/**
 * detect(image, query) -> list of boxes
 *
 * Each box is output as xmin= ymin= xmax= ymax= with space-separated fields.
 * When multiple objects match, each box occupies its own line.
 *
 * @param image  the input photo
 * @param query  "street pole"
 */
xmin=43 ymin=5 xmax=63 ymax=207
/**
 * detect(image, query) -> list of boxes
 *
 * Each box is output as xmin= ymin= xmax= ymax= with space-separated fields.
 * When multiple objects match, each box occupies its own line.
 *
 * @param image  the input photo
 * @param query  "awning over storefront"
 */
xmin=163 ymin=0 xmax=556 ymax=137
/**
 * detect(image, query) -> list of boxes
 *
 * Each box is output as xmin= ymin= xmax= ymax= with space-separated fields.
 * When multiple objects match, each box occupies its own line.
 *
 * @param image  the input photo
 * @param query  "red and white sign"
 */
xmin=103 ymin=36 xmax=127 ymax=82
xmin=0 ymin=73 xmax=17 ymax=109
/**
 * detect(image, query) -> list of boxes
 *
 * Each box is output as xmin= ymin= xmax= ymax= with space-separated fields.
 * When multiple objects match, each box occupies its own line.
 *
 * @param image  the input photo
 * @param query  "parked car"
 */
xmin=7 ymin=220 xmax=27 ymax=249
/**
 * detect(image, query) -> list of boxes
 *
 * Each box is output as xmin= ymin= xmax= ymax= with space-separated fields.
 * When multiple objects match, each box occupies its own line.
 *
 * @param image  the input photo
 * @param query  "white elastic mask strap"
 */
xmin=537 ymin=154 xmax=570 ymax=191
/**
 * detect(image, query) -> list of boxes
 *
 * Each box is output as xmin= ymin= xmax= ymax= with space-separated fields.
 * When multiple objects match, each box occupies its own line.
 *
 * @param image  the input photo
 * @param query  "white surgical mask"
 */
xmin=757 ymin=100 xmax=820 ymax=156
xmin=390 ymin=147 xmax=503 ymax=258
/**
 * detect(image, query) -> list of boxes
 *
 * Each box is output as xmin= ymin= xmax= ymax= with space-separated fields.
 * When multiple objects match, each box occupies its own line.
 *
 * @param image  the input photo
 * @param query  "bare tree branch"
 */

_Given task:_ Reproduce all of the material above, replacing "occupies" with "takes up" everywhere it occurs and keeping everything else unchanged.

_Solution for this task:_
/**
 * detect(image, query) -> list of boxes
 *
 * Each box is output as xmin= ymin= xmax= ymax= with space-separated fields.
 * When multiple objects match, each box takes up its own line.
 *
 * @param image  the input photo
 * @param query  "street pole"
 */
xmin=43 ymin=5 xmax=63 ymax=207
/**
 * detect(image, query) -> list of boxes
 *
 * Each box is output as xmin= ymin= xmax= ymax= with space-separated fields.
 * When multiple objects match, each box takes up its own line.
 *
 * @param image  the input photo
 * @param query  "awning over storefront"
 */
xmin=163 ymin=0 xmax=556 ymax=137
/**
 * detect(image, query) -> list of boxes
 *
 * Each box is output as xmin= ymin= xmax= ymax= with space-separated fields.
 * When multiple objects match, each box takes up its own line.
 *
 * @param image  the input photo
 * @param query  "red and white sign"
 */
xmin=103 ymin=36 xmax=127 ymax=82
xmin=0 ymin=73 xmax=17 ymax=109
/**
 * detect(image, query) -> list of boxes
 *
 * Each box is output as xmin= ymin= xmax= ymax= with space-separated fields.
 * When multiple objects match, each box takes up its own line.
 *
 * @param image  the input photo
 * @param query  "parked car"
 */
xmin=7 ymin=220 xmax=27 ymax=249
/**
 * detect(image, query) -> list of boxes
 *
 * Each box is output as xmin= ymin= xmax= ymax= with space-separated fields.
 * When multiple objects match, each box takes up its own line.
 *
 * @param image  the input photo
 * @param query  "white elastic mask strap"
 */
xmin=537 ymin=154 xmax=570 ymax=191
/**
 * detect(image, query) -> list of boxes
 *
 * Each box is output as xmin= ymin= xmax= ymax= with space-separated fields.
 * When multiple objects match, each box takes up its own line.
 *
 * @param image  the input photo
 * @param query  "white surgical mask"
 */
xmin=757 ymin=100 xmax=820 ymax=156
xmin=390 ymin=147 xmax=503 ymax=258
/**
 * detect(image, query) -> list of boxes
 *
 * Each box is output as xmin= ymin= xmax= ymax= with space-separated fields.
 * When multiple objects match, each box takes up its own line.
 *
 * @param image  the input photo
 * @param query  "bare tree branch"
 */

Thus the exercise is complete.